- Study text
◆ ◆ ◆ ◆ ◆

Türkiye's evolving welfare initiatives for people with disabilities have drawn attention, though they are widely still experimental compared to established systems
Türkiye has expanded its welfare regime significantly in the last two decades. Contrary to the welfare retrenchment agenda worldwide, the country has achieved an exponential increase in its social transfers and welfare allocations despite great challenges that occurred, even during the Great Recession of 2007-2013, in the COVID-19 pandemic and the 2022 Russian war, resulting in an extreme increase in global food and energy prices. It wouldn't be exaggerating to say that Türkiye has undergone a silent revolution in social policies in the last two decades.
Türkiye's total per capita health care expenditure with current PPPs has increased from $470 in 2002 to $1,088 by 2016 and $1,827 as of 2022 (as of the latest data), according to the Organization for Economic Co-operation and Development (OECD) statistics. Although not the best, Türkiye has climbed the ladder and has surpassed nine OECD members, including South Africa, Brazil, Mexico, Indonesia and India. The total contributory and non-contributory retirement payments of the country, which was TL 46 billion in 2007, increased to TL 185 billion as of 2016 and climbed up to approximately TL 1.2 trillion as of 2022. According to the latest data, Türkiye allocates 7.5% of its gross domestic product (GDP) to pensions, which is similar to the OECD average (7.7%). Türkiye has allocated 12.4% of its GDP to social spending as of 2019 (as the latest comparable data from the OECD). While in 2002, only 69% of the society was under the protection of the social security umbrella, by 2023, 99.5% is within the scope, including General Healthcare Insurance.

◆ ◆ ◆ ◆ ◆

- Records provided
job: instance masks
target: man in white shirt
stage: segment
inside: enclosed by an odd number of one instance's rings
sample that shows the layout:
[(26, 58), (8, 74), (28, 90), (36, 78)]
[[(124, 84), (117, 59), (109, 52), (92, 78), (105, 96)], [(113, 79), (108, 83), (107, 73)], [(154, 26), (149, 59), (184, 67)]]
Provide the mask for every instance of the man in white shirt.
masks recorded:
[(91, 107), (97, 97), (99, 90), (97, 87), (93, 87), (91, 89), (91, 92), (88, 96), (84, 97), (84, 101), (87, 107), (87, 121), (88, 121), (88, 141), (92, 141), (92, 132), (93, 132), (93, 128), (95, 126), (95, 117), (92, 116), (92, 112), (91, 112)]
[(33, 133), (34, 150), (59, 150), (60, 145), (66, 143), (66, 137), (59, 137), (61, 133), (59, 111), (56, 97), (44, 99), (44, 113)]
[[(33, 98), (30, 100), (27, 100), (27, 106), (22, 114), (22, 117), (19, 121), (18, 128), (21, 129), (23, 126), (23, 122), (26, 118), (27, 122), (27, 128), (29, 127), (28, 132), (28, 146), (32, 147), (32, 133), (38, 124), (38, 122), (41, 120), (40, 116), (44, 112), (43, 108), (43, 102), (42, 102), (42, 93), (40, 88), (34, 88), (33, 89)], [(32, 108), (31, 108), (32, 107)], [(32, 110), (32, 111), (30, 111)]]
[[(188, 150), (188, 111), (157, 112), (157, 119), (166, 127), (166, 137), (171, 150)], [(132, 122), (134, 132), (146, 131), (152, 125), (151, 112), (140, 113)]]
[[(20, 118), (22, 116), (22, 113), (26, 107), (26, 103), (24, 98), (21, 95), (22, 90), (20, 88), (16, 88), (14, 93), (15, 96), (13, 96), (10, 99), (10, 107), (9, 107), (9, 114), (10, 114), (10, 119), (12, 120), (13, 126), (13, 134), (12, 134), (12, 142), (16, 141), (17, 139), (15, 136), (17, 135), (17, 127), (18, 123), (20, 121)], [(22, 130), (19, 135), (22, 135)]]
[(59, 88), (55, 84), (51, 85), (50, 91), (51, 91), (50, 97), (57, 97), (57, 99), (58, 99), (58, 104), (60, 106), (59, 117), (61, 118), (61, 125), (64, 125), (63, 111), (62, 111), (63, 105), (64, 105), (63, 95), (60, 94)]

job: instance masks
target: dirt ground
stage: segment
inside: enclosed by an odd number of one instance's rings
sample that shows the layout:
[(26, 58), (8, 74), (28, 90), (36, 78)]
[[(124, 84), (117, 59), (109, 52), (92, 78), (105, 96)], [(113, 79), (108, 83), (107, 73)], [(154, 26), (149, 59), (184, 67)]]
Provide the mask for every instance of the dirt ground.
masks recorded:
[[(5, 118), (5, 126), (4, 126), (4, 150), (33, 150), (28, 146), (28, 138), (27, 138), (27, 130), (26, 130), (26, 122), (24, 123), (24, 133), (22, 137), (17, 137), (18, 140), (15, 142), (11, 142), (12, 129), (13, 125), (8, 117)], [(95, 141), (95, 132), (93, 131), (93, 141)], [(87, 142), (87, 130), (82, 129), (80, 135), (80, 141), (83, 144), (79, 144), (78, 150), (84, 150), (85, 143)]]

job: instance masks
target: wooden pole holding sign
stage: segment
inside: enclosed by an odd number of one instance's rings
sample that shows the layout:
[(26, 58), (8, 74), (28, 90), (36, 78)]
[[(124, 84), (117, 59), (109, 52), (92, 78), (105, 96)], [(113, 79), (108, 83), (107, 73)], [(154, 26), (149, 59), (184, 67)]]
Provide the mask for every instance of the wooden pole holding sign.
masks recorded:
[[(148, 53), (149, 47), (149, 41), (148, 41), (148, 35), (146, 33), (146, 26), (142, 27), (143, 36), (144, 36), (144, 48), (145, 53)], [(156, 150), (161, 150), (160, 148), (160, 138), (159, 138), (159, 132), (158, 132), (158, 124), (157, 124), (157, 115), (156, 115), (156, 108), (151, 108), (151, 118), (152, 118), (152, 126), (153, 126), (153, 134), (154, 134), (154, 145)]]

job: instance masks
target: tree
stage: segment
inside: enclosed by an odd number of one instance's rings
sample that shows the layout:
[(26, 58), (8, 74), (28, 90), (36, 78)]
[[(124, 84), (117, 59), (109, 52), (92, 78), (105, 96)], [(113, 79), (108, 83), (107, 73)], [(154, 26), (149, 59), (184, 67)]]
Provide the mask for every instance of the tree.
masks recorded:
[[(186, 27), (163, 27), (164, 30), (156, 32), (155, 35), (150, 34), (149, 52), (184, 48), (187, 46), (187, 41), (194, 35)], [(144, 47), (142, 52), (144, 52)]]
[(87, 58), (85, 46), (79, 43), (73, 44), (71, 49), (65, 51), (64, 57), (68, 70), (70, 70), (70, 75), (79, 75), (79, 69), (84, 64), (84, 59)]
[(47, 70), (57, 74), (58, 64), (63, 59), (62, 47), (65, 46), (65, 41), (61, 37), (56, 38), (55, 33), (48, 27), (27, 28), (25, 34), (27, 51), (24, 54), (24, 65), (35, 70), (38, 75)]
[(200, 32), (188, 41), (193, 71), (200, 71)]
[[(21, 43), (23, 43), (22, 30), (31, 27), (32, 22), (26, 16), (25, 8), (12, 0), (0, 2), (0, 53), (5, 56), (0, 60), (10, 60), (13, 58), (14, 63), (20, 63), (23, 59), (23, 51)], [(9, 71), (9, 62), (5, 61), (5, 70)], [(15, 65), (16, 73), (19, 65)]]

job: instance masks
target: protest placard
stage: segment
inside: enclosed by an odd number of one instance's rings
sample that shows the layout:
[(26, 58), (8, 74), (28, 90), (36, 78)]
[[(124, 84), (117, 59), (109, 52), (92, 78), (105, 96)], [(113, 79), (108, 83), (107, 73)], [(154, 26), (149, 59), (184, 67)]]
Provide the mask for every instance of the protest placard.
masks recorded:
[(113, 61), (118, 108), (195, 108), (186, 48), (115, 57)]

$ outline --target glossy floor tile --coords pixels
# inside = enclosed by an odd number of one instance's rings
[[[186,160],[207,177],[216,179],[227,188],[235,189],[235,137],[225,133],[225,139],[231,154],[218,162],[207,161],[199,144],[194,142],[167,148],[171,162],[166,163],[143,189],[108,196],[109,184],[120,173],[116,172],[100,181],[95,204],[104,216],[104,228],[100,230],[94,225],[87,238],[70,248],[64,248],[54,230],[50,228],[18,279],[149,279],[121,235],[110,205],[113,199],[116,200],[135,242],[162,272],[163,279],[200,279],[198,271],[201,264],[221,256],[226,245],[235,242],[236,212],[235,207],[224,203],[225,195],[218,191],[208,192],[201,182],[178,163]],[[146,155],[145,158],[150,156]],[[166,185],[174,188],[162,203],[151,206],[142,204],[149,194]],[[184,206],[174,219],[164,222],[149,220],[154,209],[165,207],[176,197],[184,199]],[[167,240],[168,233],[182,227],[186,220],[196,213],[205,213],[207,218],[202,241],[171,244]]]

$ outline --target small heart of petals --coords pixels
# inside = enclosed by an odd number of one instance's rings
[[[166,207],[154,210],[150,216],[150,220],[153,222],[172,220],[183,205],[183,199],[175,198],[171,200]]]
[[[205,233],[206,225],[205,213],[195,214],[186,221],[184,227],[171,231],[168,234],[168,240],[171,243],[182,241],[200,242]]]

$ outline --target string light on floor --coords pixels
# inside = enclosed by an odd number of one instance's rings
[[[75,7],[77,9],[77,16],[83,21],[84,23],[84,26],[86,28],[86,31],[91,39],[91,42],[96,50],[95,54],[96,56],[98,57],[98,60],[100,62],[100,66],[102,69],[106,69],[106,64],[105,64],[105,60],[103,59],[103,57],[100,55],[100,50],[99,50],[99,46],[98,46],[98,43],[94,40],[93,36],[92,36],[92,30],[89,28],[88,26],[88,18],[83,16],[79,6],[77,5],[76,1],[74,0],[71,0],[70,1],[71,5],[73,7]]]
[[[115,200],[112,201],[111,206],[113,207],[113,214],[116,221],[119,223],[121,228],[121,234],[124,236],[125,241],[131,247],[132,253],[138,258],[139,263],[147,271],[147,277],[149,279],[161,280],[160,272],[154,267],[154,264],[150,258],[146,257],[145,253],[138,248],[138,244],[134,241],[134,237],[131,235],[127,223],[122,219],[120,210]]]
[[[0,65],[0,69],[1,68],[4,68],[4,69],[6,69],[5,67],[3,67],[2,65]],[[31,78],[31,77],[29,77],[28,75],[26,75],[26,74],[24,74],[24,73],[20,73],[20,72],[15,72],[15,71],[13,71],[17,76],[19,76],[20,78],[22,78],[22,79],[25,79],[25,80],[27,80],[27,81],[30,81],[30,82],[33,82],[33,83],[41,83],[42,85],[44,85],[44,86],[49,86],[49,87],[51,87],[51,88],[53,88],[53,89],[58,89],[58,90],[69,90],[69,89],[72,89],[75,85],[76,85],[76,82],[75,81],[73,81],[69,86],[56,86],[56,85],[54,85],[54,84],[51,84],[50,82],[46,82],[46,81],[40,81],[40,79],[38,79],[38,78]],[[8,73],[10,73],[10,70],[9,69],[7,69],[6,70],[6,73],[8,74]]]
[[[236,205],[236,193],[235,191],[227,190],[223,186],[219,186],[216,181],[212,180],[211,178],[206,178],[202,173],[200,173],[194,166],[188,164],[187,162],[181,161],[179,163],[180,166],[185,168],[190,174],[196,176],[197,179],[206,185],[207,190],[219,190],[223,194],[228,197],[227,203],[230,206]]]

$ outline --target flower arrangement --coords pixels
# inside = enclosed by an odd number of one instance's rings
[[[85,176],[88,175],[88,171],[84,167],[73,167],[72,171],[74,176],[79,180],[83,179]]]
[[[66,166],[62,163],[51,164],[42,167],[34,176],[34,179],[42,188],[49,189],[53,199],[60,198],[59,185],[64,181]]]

◆ ◆ ◆ ◆ ◆

- Check your understanding
A - Using the article on Türkiye's welfare expansion, decide whether each statement agrees with it, answering yes or no and quoting the words that settle it: (i) Türkiye's per capita health care expenditure reached $1,827 as of 2022; (ii) Türkiye spends a clearly larger share of its GDP on pensions than the OECD average; (iii) in 2002, 69% of the society was covered by social security.
B - Quote everything from "Türkiye's evolving welfare" down to "policies in the last two decades." in the article on Türkiye's welfare expansion, changing no words.
The data has no role in this work.

- Per-task answers
A -
(i) Yes: "$1,827 as of 2022"
(ii) No: "Türkiye allocates 7.5% of its gross domestic product (GDP) to pensions, which is similar to the OECD average (7.7%)"
(iii) Yes: "in 2002, only 69% of the society was under the protection of the social security umbrella"

B -
Türkiye's evolving welfare initiatives for people with disabilities have drawn attention, though they are widely still experimental compared to established systems
Türkiye has expanded its welfare regime significantly in the last two decades. Contrary to the welfare retrenchment agenda worldwide, the country has achieved an exponential increase in its social transfers and welfare allocations despite great challenges that occurred, even during the Great Recession of 2007-2013, in the COVID-19 pandemic and the 2022 Russian war, resulting in an extreme increase in global food and energy prices. It wouldn't be exaggerating to say that Türkiye has undergone a silent revolution in social policies in the last two decades.